■ **What you need to do**:
Copy the listing below line for line, without changing anything.

■ **Dataset rows**:
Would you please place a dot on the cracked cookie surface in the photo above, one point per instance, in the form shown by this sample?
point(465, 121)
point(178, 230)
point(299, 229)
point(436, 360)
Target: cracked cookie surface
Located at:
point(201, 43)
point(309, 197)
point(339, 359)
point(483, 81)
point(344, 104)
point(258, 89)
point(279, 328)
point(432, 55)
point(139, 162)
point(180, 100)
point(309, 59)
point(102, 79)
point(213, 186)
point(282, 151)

■ **Complete response**:
Would you please place a dot on the cracked cookie surface in the photo above, one point per instance, in the form shown by this sample?
point(465, 121)
point(178, 230)
point(299, 229)
point(436, 360)
Target: cracked cookie surface
Located at:
point(201, 43)
point(309, 197)
point(339, 359)
point(483, 81)
point(344, 104)
point(258, 89)
point(279, 328)
point(432, 55)
point(139, 162)
point(180, 100)
point(309, 59)
point(102, 79)
point(213, 186)
point(282, 151)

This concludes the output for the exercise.